§ What is expected:
The data below is to be repeated in full, exactly as shown.

§ Records for this exercise:
──────────────────────────────

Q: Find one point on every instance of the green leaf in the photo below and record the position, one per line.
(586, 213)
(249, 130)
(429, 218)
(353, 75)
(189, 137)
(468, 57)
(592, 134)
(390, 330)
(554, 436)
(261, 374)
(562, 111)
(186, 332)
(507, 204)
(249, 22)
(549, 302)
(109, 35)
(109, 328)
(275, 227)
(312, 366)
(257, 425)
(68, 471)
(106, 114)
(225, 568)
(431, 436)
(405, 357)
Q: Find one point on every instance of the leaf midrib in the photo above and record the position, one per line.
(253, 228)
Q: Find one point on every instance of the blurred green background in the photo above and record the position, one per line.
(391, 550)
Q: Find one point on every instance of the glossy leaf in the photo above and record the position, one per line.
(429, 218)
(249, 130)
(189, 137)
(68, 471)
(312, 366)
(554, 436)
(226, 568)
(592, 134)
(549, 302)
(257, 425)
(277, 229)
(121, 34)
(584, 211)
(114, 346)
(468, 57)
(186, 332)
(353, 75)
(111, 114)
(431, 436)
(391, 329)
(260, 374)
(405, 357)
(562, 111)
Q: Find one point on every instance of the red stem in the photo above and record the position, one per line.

──────────────────────────────

§ Task output:
Q: Find one point on every instance of the green leaf in the photo below and record the position, one per line.
(586, 213)
(249, 130)
(429, 218)
(353, 75)
(189, 137)
(468, 57)
(592, 134)
(390, 330)
(554, 436)
(261, 374)
(562, 111)
(186, 332)
(507, 204)
(249, 22)
(549, 302)
(109, 35)
(109, 328)
(275, 227)
(312, 366)
(257, 425)
(68, 471)
(106, 114)
(225, 568)
(431, 436)
(405, 357)
Q: Find one point on every instance of the leaf midrib in the photo above and record the position, one per line.
(253, 228)
Q: Find one point on every instance of the blurred green background in the photo above and record the position, one per line.
(391, 550)
Q: Find one point on every instance of the glossy leaf in the photo above and record the position, one per line.
(429, 218)
(249, 130)
(189, 137)
(68, 471)
(312, 366)
(554, 436)
(226, 568)
(592, 134)
(549, 302)
(257, 425)
(277, 229)
(121, 34)
(584, 211)
(114, 346)
(468, 57)
(186, 332)
(353, 75)
(111, 114)
(431, 436)
(391, 329)
(260, 374)
(405, 357)
(562, 111)
Q: Find one point on every instance of the red stem in the photo above and record the position, one per line.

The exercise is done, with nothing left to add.